EXERCISE: Please copy word for word the part of the text on student self-reflection between "2. Have students" and "students’ learning process.", inclusive.

EXCERPTED TEXT:
== == ==
  2. Have students reflect on the process of doing the work itself– what came easily, what did they struggle with, and why.  This allows students to become better learners as they implement changes in response to their own observations. This can be done in writing or orally in class if time permits.  If your class is too big to allow every student to share their reflections, have students volunteer or randomly select a sampling of students.  This way students can also appreciate others students’ learning process.
  3. After students receive a graded assignment back and have had time to review it, have students comment on something they have now “learned”, after looking back at their work.  To the extent a common thread appears in the students’ reflections, the teacher can identify topics with which students may have collectively struggled.  The teacher can model self reflection by commenting on how their teaching of those topics could be adapted in the future.  Even better, the teacher should continue to reflect and make appropriate changes as needed.
  4. One of my favorites:   I ask my students to identify questions they wish they had asked me before an assignment was due. This helps students once again recognize that they are not merely passive recipients of information, but rather, that they can and should control the process and seek guidance when appropriate. If they recognize this, it will allow them to ask for help and take charge of their own learning more appropriately in the future.

3 Responses

  1. Well becoming a lawyer is a very hard job, well as they get aware of different law and how to deal with cops and other stuff, from my experience I was arrested at drunk and drive case and my friend helped me out

  2. I wholeheartedly agree with Professor George that we should be teaching students to be self-reflective about their processes. When we are successful in doing that, I believe we simultaneously teach them to be curious and more open-minded. One of my favorite courses to teach puts this skill into the spotlight and is a large part of the students’ summative assessment. The course is popular with the students. They spend the semester learning about persuasion at a cognitive level–aspects of ethos, logos, and pathos. What is priming and why is it persuasive? How does it translate into lawyering? What are the elements of story? How does one build a narrative line, from the way facts are presented to the way rules of law are explained? Why do we take delight when we see or read a literary allusion? What persuasive functions are involved? How does someone effectively manage adverse material? What are the choices and how does one choose? These are the sorts of questions raised in the course.
== == ==
DATA SUPPLIED:
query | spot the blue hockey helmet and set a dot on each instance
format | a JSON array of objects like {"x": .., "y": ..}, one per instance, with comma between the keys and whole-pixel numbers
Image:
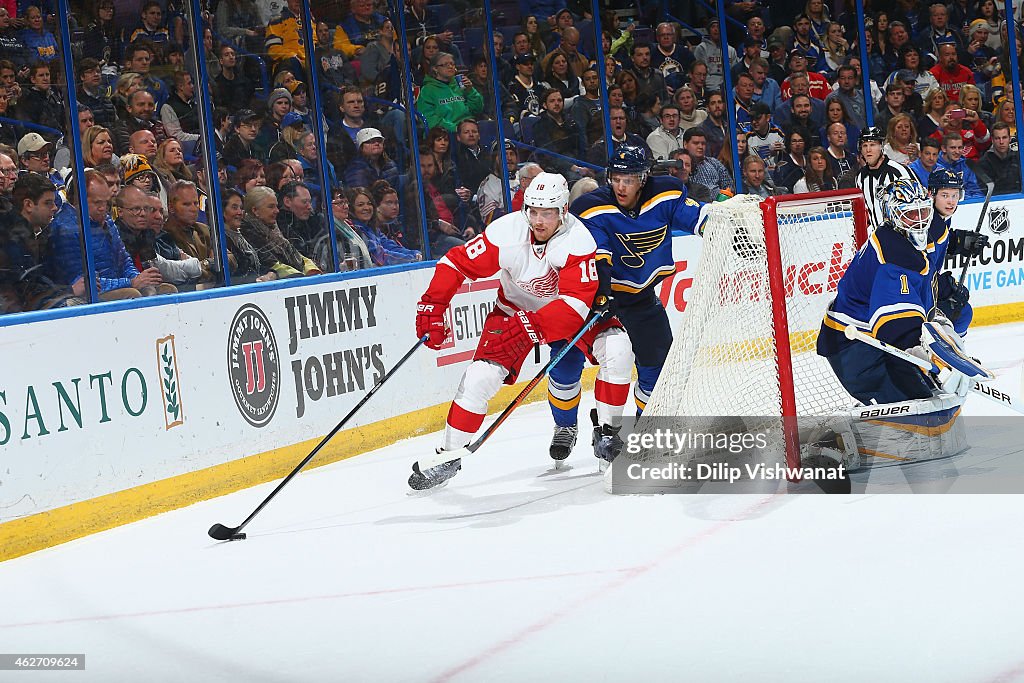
[
  {"x": 943, "y": 178},
  {"x": 629, "y": 160},
  {"x": 907, "y": 206}
]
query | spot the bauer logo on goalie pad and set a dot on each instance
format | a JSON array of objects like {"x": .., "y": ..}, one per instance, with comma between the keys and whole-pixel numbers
[
  {"x": 253, "y": 366},
  {"x": 998, "y": 220}
]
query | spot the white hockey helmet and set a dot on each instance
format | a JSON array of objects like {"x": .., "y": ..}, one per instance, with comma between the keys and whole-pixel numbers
[{"x": 547, "y": 190}]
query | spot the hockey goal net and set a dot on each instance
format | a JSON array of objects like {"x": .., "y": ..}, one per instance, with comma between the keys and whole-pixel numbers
[{"x": 745, "y": 345}]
== == ==
EXERCISE RESPONSE:
2. Have students reflect on the process of doing the work itself– what came easily, what did they struggle with, and why.  This allows students to become better learners as they implement changes in response to their own observations. This can be done in writing or orally in class if time permits.  If your class is too big to allow every student to share their reflections, have students volunteer or randomly select a sampling of students.  This way students can also appreciate others students’ learning process.